> **TRECHO APRESENTADO**:
• • •

Se olharmos a estrutura da comunicação de massas, que foi a tônica do século XX, ela é concentradora da informação em grandes hubs emissores – a televisão, o rádio – e pouca, ou rara, interação.O capital se apropriou da comunicação humana e, por meio das indústrias culturais (em que a mídia tem papel importante), passou a definir os assuntos a serem tratados, a visão de mundo a ser apresentada, mas sempre com algum contraponto, para se mostrar democrática. Os tradicionais meios de comunicação ainda buscam reorganizar o modelo de negócio nascido da comunicação de massas –de informação distribuída de poucos para muitos, de forma pouco dialógica. Caçam cliques, não querem conversa.No século passado, poucos veículos reuniam informações a serem disseminadas nos telejornais, por exemplo. Essas informações eram estruturadas em um texto padrão para atingir a média da população,o Bart Simpson, como personagem modelo de público para o Jornal Nacional, descrito em conversa de William Bonner com estudantes de jornalismo em visita à TV Globo. O modelo privado da comunicação,no Brasil, teve como contrabalanço à hegemonia as emissoras públicas, as fundações, sempre dependentes de dinheiro escasso do orçamento público.

Na comunicação em rede, é necessário atentar para a diversidade, mas buscando compreender que há questões gerais em comum a muitos grupos, que há subgrupos que se formam por determinadas particularidades, e que há os indivíduos, que são únicos. Tudo ao mesmo tempo e agora. Neste novo cenário, a informação e a comunicação se distribuem em redes complexas, que se agrupam e desagrupam, buscam hubs e se encontram em poucos cliques neste mundo pequeno.

• • •

> **ENTRADAS DE DADOS**:

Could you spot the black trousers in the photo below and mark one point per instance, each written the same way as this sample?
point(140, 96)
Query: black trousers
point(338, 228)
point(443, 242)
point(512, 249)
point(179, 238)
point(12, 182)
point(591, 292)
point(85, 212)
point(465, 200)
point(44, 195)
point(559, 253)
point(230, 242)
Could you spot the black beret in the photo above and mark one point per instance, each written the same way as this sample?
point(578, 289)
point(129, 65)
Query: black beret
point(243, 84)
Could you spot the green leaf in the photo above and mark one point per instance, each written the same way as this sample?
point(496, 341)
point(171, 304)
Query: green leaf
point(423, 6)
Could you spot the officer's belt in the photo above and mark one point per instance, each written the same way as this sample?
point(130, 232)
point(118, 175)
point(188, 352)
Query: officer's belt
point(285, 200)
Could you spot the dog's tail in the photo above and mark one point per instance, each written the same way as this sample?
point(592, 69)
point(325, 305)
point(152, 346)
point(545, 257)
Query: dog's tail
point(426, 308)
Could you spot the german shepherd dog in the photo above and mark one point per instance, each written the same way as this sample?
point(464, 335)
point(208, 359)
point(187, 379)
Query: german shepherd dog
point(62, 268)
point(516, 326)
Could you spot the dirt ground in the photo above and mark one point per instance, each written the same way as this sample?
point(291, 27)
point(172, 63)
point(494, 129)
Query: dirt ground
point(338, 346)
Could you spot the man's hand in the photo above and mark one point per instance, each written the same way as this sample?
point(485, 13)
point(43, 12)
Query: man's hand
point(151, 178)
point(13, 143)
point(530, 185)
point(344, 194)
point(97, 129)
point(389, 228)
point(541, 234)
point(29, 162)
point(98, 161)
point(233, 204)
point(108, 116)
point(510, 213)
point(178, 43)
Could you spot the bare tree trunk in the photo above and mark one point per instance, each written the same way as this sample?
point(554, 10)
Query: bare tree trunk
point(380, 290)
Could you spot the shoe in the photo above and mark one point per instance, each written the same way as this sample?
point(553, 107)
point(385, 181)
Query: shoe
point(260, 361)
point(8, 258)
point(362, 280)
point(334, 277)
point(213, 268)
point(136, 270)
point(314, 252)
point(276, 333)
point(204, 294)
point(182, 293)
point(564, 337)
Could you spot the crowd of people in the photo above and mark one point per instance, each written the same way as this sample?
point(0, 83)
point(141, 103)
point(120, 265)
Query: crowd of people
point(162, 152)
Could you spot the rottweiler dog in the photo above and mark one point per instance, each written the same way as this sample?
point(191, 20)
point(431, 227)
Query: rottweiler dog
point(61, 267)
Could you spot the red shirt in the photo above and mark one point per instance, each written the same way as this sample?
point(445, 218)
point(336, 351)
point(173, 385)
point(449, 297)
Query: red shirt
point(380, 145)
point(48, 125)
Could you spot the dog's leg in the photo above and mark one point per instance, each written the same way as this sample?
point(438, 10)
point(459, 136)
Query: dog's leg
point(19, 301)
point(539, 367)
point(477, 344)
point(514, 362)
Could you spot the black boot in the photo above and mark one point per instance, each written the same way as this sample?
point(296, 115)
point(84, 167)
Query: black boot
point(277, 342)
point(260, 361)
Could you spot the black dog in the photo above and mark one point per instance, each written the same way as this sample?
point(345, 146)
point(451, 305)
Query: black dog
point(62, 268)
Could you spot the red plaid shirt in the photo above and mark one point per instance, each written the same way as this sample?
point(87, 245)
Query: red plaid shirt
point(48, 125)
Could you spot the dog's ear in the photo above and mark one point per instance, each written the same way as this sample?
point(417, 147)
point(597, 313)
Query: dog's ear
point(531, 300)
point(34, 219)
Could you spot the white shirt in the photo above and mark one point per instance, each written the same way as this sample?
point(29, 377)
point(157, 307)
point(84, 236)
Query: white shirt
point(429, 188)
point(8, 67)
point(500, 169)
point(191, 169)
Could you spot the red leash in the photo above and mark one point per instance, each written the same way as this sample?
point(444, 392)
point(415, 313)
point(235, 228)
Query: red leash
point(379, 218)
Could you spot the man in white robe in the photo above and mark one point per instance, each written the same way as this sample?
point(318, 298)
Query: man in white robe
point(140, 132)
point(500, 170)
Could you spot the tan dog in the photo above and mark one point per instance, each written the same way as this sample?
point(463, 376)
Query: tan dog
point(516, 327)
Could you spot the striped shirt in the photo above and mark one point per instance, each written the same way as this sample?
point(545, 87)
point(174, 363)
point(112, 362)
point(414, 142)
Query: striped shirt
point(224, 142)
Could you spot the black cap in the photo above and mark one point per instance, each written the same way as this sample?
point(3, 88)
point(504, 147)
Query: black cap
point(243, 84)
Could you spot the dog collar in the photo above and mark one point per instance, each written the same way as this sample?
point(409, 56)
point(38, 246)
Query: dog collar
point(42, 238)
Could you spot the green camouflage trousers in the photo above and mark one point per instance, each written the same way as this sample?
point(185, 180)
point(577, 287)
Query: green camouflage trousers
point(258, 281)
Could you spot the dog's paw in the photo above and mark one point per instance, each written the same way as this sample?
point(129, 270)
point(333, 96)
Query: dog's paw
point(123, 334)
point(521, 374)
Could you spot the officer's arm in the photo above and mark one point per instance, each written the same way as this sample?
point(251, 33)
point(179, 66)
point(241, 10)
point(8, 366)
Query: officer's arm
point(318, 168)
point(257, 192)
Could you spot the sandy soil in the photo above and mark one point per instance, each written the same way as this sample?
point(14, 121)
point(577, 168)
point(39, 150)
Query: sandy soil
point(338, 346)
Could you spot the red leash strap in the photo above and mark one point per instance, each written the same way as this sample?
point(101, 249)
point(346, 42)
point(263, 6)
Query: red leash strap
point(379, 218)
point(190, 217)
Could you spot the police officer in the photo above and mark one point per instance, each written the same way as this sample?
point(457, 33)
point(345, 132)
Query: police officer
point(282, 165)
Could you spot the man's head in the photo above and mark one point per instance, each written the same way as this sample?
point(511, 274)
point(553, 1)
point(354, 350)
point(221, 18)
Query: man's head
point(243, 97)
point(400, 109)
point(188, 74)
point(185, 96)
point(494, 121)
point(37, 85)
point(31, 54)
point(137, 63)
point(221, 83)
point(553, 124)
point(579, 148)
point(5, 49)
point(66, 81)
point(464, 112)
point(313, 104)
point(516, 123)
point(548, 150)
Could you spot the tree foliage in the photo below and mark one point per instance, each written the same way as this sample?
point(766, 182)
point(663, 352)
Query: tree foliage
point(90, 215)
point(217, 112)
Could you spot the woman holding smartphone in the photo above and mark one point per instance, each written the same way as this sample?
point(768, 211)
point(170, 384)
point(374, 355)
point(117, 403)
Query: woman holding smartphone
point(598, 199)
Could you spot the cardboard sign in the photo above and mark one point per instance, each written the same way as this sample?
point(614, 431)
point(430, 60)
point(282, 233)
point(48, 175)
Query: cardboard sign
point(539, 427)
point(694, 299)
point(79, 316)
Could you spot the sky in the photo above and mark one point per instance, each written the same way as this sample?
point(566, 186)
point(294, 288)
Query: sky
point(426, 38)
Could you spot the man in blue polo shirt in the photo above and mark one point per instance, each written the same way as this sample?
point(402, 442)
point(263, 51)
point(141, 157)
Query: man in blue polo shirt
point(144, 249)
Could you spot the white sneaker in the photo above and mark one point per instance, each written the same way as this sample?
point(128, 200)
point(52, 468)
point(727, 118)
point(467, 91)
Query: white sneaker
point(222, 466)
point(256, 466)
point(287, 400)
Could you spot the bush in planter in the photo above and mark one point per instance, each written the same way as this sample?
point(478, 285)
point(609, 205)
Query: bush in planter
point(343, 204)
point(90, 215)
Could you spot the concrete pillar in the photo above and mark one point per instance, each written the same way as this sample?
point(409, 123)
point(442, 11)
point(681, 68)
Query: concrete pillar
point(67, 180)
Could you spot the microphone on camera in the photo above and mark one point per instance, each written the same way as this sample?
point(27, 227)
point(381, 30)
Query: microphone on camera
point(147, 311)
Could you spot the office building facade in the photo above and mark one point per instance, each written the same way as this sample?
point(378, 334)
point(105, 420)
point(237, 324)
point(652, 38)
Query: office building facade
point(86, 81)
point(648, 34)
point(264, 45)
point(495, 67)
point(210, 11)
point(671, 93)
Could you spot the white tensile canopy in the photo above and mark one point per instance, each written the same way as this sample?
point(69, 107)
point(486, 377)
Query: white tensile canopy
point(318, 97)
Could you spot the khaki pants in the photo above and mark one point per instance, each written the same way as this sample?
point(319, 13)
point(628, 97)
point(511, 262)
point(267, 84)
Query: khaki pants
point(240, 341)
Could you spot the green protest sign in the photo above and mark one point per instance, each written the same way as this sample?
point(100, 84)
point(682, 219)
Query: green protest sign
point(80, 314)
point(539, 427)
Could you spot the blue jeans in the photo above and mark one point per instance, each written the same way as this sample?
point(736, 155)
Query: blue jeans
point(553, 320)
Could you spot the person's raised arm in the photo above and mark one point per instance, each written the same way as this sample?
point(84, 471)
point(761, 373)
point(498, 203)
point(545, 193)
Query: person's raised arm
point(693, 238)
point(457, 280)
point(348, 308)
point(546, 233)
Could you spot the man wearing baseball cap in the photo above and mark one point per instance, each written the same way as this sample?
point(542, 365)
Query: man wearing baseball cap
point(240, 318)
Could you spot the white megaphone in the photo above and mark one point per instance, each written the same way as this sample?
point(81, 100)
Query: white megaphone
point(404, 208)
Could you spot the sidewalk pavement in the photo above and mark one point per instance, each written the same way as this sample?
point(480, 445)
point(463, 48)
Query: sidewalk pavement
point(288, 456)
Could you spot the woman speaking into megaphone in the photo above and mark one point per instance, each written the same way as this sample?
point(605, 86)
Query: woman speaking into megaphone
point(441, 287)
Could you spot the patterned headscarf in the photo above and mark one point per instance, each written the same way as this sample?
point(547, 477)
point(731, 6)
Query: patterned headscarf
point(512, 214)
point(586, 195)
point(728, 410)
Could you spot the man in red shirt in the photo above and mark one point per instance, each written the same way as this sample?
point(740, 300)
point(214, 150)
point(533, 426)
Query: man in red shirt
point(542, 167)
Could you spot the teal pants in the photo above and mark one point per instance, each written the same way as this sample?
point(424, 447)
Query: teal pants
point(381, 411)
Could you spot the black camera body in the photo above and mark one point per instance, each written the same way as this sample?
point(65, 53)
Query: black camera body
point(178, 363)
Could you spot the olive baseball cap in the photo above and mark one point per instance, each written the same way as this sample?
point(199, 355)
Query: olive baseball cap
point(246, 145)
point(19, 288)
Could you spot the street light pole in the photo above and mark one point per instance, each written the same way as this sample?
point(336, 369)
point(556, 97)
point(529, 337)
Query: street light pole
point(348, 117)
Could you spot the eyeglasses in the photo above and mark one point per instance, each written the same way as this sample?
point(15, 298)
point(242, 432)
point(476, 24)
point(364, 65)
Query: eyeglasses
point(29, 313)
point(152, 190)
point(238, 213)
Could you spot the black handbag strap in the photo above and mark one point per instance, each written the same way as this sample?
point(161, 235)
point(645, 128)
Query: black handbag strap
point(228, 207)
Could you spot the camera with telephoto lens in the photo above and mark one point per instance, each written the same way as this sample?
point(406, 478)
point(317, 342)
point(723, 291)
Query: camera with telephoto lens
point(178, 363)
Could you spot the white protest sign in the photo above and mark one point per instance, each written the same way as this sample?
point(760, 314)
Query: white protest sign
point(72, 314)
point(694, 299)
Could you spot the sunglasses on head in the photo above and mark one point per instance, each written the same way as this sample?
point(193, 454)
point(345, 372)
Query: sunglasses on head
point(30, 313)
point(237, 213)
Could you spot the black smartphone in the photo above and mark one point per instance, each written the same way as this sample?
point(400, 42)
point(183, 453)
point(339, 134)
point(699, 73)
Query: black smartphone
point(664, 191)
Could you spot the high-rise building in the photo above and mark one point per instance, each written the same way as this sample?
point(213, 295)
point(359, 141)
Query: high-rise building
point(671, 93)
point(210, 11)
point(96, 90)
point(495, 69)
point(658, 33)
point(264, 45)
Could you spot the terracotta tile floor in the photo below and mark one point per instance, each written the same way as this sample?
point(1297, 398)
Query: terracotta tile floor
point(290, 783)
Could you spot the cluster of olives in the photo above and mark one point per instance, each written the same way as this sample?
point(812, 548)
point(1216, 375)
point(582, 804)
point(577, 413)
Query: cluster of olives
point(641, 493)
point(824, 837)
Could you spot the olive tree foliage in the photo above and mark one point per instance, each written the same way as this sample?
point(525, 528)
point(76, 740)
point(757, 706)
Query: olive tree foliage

• • •

> **TAREFAS ESCRITAS**:
• a. No trecho sobre comunicação, qual personagem é citado como modelo de público para o Jornal Nacional?
• b. Imprima a parte do trecho sobre comunicação que começa pelas palavras contendo "Na comunicação em" e termina com "neste mundo pequeno.".
Baseie-se somente no trecho apresentado.

> **RESPOSTAS**:
• a. Bart Simpson.

• b.
Na comunicação em rede, é necessário atentar para a diversidade, mas buscando compreender que há questões gerais em comum a muitos grupos, que há subgrupos que se formam por determinadas particularidades, e que há os indivíduos, que são únicos. Tudo ao mesmo tempo e agora. Neste novo cenário, a informação e a comunicação se distribuem em redes complexas, que se agrupam e desagrupam, buscam hubs e se encontram em poucos cliques neste mundo pequeno.